Your objective: Once you reach the line containing "Query: beige open shirt" in the data below, restate each line word for word up to and including the one containing "Query: shoelace".

[Records excerpted from a collection]
============================================================
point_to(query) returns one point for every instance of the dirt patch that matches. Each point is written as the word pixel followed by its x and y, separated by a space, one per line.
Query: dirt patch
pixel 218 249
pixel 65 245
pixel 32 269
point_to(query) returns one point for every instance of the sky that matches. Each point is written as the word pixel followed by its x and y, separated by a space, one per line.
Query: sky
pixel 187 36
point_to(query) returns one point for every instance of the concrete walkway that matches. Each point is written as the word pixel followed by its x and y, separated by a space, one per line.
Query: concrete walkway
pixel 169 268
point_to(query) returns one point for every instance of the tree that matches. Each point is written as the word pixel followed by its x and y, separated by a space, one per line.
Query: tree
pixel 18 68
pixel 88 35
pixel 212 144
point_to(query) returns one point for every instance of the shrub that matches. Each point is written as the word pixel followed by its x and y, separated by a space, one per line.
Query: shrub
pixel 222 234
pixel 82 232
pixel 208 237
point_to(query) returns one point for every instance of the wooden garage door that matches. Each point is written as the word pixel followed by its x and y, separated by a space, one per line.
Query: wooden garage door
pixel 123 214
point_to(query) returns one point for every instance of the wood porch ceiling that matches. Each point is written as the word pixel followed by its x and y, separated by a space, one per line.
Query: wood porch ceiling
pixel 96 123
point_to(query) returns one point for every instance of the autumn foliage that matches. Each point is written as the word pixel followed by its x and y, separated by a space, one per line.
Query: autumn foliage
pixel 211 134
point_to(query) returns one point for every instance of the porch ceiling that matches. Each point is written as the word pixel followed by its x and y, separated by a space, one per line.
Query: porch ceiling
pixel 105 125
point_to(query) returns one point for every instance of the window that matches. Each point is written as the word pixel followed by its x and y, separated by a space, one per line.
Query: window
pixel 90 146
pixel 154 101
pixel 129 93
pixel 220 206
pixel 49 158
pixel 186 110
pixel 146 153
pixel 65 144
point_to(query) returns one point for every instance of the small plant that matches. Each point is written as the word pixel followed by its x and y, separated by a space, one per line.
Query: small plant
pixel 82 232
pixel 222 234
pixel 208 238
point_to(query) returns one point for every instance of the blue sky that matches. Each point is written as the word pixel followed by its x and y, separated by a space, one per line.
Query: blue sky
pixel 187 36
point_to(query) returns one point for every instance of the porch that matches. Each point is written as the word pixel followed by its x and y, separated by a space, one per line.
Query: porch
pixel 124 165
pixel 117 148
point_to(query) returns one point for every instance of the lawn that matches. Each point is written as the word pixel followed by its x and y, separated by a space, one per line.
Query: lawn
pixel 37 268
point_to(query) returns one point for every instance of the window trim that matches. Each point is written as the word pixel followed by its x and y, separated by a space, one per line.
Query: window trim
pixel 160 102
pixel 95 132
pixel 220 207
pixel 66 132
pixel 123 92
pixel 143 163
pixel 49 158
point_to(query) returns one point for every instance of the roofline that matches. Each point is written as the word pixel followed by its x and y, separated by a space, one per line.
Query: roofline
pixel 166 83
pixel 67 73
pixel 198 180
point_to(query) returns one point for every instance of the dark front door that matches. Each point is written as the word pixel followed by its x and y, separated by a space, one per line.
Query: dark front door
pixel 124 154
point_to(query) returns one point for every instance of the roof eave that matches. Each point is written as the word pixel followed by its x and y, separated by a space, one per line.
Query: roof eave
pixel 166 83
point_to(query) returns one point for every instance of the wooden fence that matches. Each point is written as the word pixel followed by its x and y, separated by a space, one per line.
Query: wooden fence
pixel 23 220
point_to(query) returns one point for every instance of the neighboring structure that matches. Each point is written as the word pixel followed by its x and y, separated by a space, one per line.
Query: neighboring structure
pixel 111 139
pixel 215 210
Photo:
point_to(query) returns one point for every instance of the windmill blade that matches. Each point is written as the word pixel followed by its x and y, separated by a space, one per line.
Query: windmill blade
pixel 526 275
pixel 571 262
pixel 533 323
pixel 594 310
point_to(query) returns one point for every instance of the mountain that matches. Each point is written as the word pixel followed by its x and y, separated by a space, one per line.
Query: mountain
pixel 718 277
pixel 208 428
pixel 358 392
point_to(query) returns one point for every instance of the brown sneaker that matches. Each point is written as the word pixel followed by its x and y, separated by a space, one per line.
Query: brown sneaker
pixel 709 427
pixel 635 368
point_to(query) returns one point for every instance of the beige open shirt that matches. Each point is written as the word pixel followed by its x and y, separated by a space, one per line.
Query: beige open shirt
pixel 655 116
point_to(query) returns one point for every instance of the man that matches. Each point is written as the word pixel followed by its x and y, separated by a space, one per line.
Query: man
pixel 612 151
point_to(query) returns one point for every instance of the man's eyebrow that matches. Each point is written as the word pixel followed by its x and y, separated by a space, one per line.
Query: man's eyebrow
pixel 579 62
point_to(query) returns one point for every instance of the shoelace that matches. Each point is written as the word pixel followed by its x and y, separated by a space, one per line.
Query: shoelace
============================================================
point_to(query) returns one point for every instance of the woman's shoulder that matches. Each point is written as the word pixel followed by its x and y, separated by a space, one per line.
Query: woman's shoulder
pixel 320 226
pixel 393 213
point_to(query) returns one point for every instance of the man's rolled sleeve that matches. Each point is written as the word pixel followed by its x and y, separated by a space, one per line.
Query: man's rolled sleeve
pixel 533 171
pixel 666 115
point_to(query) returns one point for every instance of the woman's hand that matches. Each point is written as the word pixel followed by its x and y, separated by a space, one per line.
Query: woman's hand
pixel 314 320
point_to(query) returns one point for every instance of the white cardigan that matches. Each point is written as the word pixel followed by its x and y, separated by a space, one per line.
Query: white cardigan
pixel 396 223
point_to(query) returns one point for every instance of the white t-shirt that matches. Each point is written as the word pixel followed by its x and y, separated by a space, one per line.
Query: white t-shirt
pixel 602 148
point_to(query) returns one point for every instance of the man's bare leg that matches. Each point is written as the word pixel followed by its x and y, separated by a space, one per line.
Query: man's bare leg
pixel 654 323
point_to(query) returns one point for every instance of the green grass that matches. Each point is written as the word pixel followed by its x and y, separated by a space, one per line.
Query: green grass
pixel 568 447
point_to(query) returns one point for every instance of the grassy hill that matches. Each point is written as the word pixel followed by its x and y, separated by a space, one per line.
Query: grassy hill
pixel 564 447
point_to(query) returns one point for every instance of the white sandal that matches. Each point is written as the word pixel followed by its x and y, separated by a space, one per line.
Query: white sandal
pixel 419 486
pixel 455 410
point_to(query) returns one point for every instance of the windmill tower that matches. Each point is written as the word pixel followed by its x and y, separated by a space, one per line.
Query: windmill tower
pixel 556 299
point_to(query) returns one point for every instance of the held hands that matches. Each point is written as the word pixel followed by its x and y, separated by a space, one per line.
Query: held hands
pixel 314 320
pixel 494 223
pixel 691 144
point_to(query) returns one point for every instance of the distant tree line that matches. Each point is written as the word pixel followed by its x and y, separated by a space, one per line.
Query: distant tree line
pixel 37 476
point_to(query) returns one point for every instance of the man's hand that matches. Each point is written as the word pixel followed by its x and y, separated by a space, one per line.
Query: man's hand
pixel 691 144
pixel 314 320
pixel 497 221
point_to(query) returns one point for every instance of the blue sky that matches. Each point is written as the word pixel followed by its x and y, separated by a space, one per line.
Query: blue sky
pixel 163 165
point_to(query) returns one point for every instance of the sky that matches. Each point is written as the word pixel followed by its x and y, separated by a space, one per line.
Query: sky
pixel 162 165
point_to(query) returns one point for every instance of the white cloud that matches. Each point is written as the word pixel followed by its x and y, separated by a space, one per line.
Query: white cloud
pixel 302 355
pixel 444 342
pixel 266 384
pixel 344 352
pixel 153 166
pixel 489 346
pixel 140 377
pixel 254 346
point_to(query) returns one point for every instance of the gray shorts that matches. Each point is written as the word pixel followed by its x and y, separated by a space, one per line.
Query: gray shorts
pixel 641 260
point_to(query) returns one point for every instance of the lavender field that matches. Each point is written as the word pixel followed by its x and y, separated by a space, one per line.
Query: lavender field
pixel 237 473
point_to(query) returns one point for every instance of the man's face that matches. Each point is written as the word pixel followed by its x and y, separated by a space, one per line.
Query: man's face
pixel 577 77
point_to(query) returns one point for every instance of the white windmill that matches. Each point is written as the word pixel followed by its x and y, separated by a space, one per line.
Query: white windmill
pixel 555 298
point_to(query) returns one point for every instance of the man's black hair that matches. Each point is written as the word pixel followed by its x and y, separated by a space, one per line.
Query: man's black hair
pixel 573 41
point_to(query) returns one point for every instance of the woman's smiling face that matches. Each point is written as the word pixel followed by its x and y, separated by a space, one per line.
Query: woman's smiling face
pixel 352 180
============================================================
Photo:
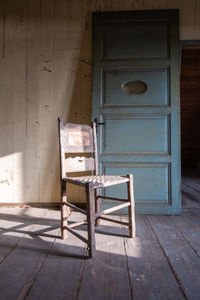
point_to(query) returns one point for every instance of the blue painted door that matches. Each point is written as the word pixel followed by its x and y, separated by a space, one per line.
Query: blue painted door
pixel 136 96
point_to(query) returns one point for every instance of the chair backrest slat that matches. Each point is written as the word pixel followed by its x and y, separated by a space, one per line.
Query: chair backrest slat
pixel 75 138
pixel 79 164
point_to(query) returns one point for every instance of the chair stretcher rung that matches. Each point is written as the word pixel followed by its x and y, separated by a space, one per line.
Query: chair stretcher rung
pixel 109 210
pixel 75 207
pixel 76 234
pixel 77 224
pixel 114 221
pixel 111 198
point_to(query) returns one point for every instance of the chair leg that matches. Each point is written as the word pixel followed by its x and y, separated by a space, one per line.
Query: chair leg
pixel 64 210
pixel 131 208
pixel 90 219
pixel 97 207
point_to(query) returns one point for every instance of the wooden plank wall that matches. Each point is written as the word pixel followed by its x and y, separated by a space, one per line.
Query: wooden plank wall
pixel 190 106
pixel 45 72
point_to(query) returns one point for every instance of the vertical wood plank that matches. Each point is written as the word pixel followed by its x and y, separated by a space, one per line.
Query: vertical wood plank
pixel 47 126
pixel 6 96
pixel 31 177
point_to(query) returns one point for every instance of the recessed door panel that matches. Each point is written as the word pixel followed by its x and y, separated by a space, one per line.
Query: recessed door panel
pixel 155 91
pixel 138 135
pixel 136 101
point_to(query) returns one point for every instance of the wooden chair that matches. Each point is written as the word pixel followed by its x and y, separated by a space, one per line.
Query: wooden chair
============================================================
Written answer:
Query: beige open shirt
pixel 655 116
point_to(query) returns one point for every instance of the man that matches. Each point is written as the word pixel followed by its x and y, separated by a space, one per line.
Query: man
pixel 612 151
point_to(query) returns one point for every instance of the man's eyebrow that matches. Each point is written as the word pixel followed by its x and y, separated by a space, one per line.
Query: man's eyebrow
pixel 579 62
point_to(query) returns one point for every instance of the shoelace that matches. Each point is written as the word pixel followed by its x and y, separated by a space, one per line.
Query: shoelace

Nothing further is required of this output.